_Required work_: The lines to reproduce run from the one containing "Would you kindly point at the man in blue" through the end of the records below. Reproduce them exactly and add nothing.

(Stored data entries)

■ ■ ■ ■ ■

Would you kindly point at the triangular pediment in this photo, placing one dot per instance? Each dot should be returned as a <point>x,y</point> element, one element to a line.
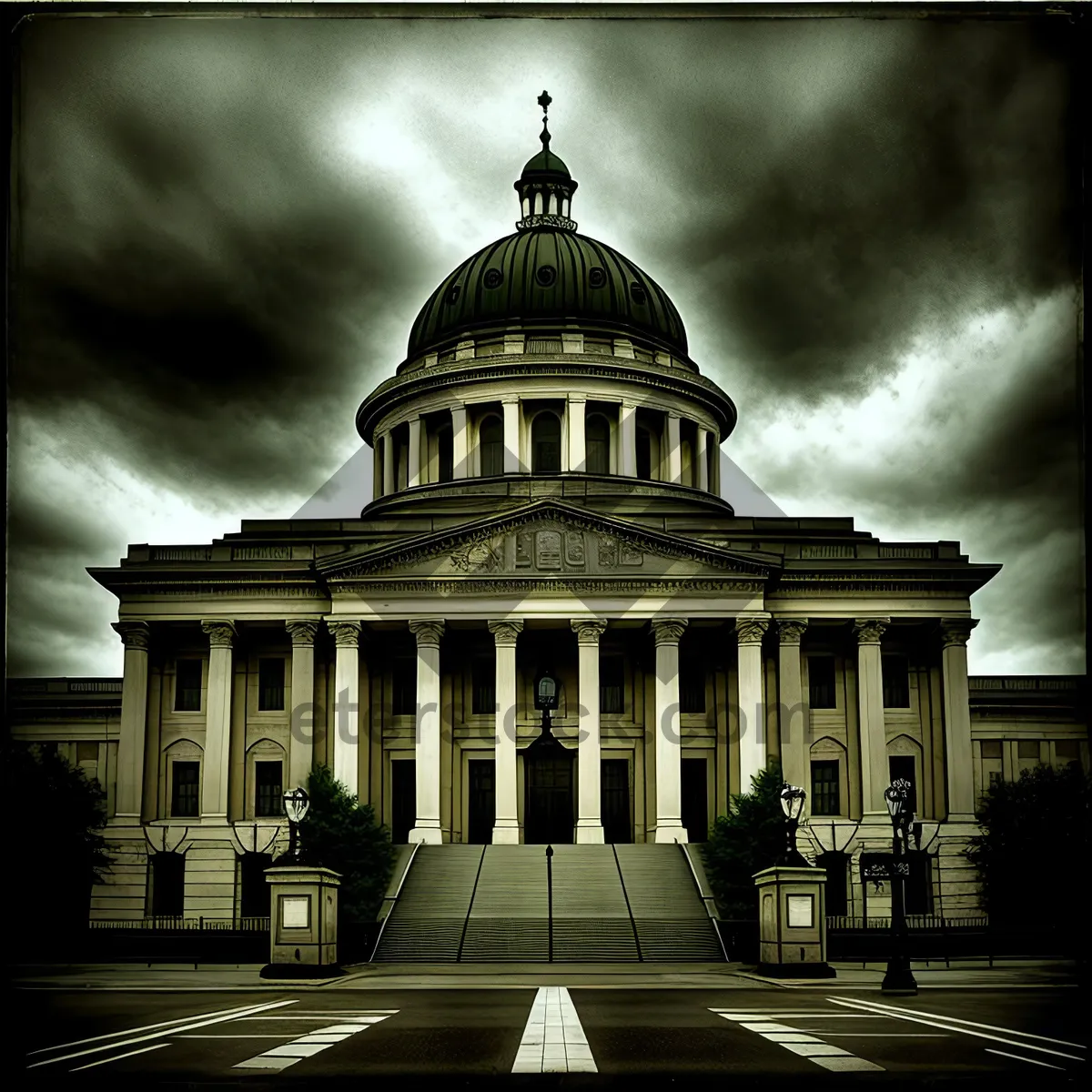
<point>545,539</point>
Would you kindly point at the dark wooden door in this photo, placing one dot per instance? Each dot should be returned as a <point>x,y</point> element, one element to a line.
<point>481,805</point>
<point>694,800</point>
<point>614,801</point>
<point>549,814</point>
<point>403,800</point>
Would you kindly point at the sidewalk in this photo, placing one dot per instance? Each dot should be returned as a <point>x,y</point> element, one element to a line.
<point>245,977</point>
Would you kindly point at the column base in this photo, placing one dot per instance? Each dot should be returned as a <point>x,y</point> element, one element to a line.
<point>675,833</point>
<point>508,834</point>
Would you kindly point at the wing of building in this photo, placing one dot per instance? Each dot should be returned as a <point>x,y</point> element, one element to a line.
<point>546,503</point>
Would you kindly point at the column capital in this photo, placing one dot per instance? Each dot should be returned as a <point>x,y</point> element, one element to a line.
<point>790,631</point>
<point>751,631</point>
<point>869,631</point>
<point>669,631</point>
<point>427,631</point>
<point>589,631</point>
<point>347,632</point>
<point>506,631</point>
<point>956,632</point>
<point>221,632</point>
<point>135,634</point>
<point>301,632</point>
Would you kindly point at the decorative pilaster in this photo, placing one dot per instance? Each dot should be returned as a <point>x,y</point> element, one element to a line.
<point>130,775</point>
<point>667,632</point>
<point>429,633</point>
<point>795,767</point>
<point>956,710</point>
<point>506,829</point>
<point>589,769</point>
<point>874,763</point>
<point>217,720</point>
<point>343,736</point>
<point>301,716</point>
<point>753,753</point>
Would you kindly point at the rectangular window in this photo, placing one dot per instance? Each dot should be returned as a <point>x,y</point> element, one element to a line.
<point>185,782</point>
<point>268,800</point>
<point>271,683</point>
<point>484,683</point>
<point>612,683</point>
<point>895,671</point>
<point>902,765</point>
<point>825,791</point>
<point>822,682</point>
<point>188,686</point>
<point>404,687</point>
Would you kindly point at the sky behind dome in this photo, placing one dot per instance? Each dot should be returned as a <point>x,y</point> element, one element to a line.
<point>227,227</point>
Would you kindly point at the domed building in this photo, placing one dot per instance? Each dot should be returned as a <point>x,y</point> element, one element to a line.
<point>547,627</point>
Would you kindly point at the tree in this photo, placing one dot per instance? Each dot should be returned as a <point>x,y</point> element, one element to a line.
<point>752,836</point>
<point>1035,841</point>
<point>341,834</point>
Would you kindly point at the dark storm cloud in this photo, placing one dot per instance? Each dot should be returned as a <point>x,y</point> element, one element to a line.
<point>190,268</point>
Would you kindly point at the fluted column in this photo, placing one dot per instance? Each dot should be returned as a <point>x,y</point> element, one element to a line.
<point>301,722</point>
<point>589,804</point>
<point>793,720</point>
<point>427,828</point>
<point>874,763</point>
<point>217,720</point>
<point>413,473</point>
<point>628,430</point>
<point>670,825</point>
<point>344,736</point>
<point>130,774</point>
<point>956,703</point>
<point>749,633</point>
<point>506,829</point>
<point>511,408</point>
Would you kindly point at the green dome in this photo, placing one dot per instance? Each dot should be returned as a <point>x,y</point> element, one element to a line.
<point>544,276</point>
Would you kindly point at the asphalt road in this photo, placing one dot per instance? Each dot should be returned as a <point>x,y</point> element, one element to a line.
<point>582,1036</point>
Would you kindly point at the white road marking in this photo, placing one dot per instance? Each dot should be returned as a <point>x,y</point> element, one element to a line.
<point>118,1057</point>
<point>158,1035</point>
<point>1035,1062</point>
<point>947,1026</point>
<point>310,1043</point>
<point>554,1041</point>
<point>806,1046</point>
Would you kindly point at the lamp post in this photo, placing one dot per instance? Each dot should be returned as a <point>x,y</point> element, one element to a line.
<point>899,978</point>
<point>792,804</point>
<point>296,803</point>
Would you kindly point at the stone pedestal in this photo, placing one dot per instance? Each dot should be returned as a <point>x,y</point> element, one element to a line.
<point>793,923</point>
<point>303,923</point>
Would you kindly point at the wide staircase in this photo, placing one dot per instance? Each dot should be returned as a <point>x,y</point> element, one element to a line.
<point>593,905</point>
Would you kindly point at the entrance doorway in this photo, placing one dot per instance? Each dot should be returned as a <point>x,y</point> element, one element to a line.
<point>694,800</point>
<point>549,814</point>
<point>614,803</point>
<point>481,803</point>
<point>403,800</point>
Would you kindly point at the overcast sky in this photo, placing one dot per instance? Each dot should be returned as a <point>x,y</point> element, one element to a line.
<point>227,227</point>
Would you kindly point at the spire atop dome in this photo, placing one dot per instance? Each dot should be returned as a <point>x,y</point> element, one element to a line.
<point>545,187</point>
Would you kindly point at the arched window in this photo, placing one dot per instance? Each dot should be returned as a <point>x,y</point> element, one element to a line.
<point>491,445</point>
<point>546,443</point>
<point>598,442</point>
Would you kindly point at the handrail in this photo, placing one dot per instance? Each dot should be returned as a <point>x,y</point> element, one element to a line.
<point>705,900</point>
<point>393,899</point>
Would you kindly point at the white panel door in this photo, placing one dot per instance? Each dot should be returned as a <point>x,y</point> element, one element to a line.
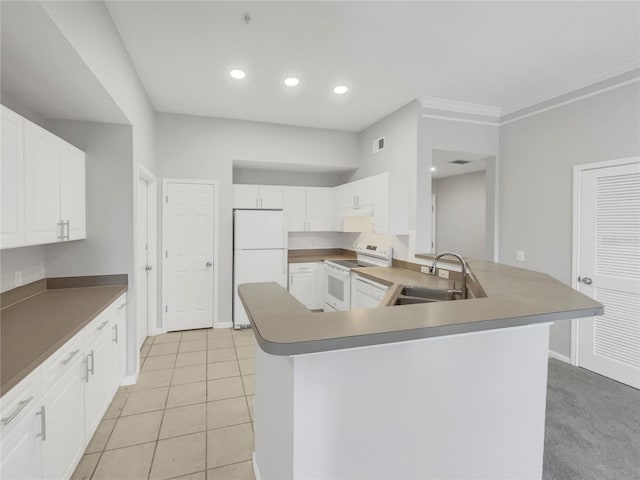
<point>142,261</point>
<point>188,244</point>
<point>65,433</point>
<point>42,185</point>
<point>295,201</point>
<point>271,196</point>
<point>246,196</point>
<point>12,178</point>
<point>320,209</point>
<point>252,266</point>
<point>259,229</point>
<point>72,192</point>
<point>609,270</point>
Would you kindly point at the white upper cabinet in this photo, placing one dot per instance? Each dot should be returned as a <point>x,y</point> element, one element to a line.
<point>258,196</point>
<point>72,192</point>
<point>295,206</point>
<point>319,209</point>
<point>309,209</point>
<point>12,177</point>
<point>43,185</point>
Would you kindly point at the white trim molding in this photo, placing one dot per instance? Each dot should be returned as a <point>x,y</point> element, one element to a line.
<point>461,107</point>
<point>561,357</point>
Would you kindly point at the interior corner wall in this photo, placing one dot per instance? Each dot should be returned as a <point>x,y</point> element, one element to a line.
<point>537,156</point>
<point>460,213</point>
<point>459,136</point>
<point>109,246</point>
<point>190,147</point>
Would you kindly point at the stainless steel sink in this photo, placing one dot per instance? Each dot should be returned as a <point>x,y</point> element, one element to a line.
<point>412,300</point>
<point>427,293</point>
<point>412,295</point>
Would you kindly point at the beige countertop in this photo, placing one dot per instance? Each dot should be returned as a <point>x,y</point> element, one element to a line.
<point>33,329</point>
<point>515,297</point>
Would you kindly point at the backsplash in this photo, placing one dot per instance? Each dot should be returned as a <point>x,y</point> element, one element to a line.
<point>29,261</point>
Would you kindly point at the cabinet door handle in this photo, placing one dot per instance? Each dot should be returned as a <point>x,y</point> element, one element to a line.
<point>102,325</point>
<point>85,375</point>
<point>71,355</point>
<point>91,370</point>
<point>43,423</point>
<point>19,408</point>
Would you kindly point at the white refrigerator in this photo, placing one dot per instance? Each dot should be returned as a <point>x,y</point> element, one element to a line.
<point>259,253</point>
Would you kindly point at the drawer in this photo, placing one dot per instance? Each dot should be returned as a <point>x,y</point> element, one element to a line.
<point>303,267</point>
<point>62,360</point>
<point>20,401</point>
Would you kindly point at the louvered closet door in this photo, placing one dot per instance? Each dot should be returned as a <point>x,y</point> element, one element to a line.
<point>609,228</point>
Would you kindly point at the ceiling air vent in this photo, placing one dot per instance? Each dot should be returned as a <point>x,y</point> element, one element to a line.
<point>378,145</point>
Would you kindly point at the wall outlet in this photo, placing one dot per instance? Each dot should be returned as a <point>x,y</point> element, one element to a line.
<point>443,273</point>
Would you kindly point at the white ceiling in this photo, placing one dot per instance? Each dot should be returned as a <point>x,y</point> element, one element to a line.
<point>44,74</point>
<point>506,54</point>
<point>441,160</point>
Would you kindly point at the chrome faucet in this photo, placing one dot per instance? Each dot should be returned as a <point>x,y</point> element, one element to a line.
<point>465,268</point>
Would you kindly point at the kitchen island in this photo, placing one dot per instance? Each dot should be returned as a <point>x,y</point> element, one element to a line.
<point>452,389</point>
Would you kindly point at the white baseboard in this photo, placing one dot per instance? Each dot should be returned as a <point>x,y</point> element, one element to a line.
<point>559,356</point>
<point>130,380</point>
<point>256,472</point>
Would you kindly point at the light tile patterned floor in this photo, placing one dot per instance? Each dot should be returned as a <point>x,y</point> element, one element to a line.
<point>190,416</point>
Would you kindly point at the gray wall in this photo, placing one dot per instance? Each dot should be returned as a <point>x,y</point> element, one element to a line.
<point>280,177</point>
<point>109,246</point>
<point>537,155</point>
<point>205,148</point>
<point>460,213</point>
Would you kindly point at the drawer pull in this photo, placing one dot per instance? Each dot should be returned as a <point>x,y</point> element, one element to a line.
<point>104,324</point>
<point>43,422</point>
<point>21,405</point>
<point>71,355</point>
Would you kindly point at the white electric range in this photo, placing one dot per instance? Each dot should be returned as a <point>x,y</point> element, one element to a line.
<point>337,291</point>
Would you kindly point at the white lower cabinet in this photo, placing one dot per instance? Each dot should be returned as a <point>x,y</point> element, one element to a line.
<point>48,419</point>
<point>97,388</point>
<point>303,284</point>
<point>63,419</point>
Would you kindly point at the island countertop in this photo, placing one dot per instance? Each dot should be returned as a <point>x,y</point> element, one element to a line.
<point>515,297</point>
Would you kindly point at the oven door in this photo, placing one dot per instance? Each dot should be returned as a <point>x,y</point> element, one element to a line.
<point>337,291</point>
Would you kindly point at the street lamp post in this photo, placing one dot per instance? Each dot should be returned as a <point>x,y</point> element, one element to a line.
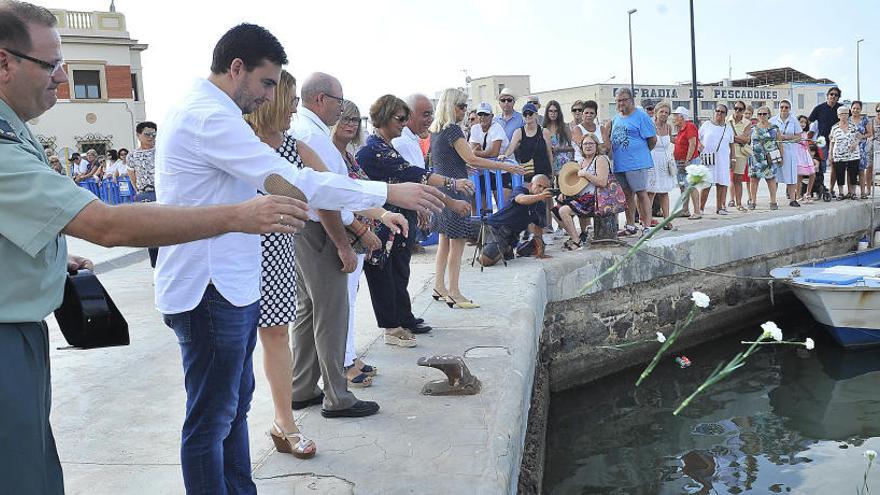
<point>858,82</point>
<point>695,110</point>
<point>632,86</point>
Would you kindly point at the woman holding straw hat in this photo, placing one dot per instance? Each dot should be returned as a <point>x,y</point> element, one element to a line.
<point>578,186</point>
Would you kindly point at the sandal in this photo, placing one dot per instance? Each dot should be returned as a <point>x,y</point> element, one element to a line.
<point>400,337</point>
<point>571,245</point>
<point>362,380</point>
<point>463,304</point>
<point>292,443</point>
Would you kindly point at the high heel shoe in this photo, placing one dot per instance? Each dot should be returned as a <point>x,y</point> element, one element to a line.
<point>292,443</point>
<point>465,304</point>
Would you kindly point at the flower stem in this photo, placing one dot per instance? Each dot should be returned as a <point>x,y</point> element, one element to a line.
<point>669,341</point>
<point>632,251</point>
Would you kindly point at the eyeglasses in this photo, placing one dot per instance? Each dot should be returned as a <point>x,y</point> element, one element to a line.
<point>50,67</point>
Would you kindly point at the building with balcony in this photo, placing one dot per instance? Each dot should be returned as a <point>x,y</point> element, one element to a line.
<point>104,99</point>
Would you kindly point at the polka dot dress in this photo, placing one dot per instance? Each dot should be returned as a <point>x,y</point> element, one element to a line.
<point>278,280</point>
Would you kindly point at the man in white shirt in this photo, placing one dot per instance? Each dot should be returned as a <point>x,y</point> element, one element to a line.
<point>319,332</point>
<point>420,118</point>
<point>208,290</point>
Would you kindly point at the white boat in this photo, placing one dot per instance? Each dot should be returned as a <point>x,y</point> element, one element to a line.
<point>842,293</point>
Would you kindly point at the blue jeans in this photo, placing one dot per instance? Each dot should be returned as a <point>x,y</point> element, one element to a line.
<point>216,343</point>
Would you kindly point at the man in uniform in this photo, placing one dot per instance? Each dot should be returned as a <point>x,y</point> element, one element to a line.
<point>38,206</point>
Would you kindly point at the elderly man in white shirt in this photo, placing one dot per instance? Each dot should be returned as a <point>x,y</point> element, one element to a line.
<point>420,118</point>
<point>320,329</point>
<point>208,290</point>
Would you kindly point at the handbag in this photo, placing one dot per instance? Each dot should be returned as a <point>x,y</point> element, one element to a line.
<point>87,316</point>
<point>610,199</point>
<point>709,159</point>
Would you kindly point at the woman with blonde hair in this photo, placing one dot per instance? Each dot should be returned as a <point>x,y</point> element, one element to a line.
<point>451,155</point>
<point>278,284</point>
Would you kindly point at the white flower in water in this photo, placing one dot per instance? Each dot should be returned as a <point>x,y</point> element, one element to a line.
<point>699,176</point>
<point>772,331</point>
<point>700,299</point>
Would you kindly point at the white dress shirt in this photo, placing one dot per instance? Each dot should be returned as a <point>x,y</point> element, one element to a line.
<point>407,144</point>
<point>312,131</point>
<point>208,155</point>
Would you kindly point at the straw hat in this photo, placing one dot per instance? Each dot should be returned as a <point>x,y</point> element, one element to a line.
<point>569,182</point>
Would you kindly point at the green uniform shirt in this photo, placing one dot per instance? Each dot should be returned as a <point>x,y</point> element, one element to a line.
<point>36,203</point>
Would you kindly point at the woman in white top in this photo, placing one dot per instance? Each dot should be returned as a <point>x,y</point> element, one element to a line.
<point>716,141</point>
<point>595,168</point>
<point>661,181</point>
<point>791,130</point>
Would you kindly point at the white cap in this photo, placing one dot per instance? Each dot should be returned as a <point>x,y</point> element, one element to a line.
<point>683,112</point>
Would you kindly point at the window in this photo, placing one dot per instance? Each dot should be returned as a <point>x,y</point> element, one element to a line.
<point>87,84</point>
<point>135,94</point>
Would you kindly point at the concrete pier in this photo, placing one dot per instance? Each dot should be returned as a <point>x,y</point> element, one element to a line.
<point>118,411</point>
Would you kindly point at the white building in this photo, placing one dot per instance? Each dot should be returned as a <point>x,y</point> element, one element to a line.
<point>766,87</point>
<point>104,98</point>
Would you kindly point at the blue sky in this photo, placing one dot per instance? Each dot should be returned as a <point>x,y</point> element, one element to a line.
<point>396,46</point>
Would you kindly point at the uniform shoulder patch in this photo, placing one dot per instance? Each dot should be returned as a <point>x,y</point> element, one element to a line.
<point>7,133</point>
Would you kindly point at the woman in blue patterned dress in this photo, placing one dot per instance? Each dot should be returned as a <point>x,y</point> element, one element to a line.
<point>451,156</point>
<point>278,283</point>
<point>767,157</point>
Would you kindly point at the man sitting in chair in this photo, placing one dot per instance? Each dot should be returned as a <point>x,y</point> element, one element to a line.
<point>526,211</point>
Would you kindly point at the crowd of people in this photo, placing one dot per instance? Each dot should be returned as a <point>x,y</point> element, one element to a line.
<point>357,204</point>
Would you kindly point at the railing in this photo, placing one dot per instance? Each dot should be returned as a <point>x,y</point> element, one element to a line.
<point>79,20</point>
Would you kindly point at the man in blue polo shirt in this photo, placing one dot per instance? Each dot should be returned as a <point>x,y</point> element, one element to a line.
<point>510,119</point>
<point>633,135</point>
<point>826,116</point>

■ ■ ■ ■ ■

_Answer for the task_:
Would you kindly point at the man in blue polo shirt in this photo, placing one dot per instance? Each dot should be returned as a <point>x,y</point> element, one element to a line.
<point>510,119</point>
<point>633,135</point>
<point>826,116</point>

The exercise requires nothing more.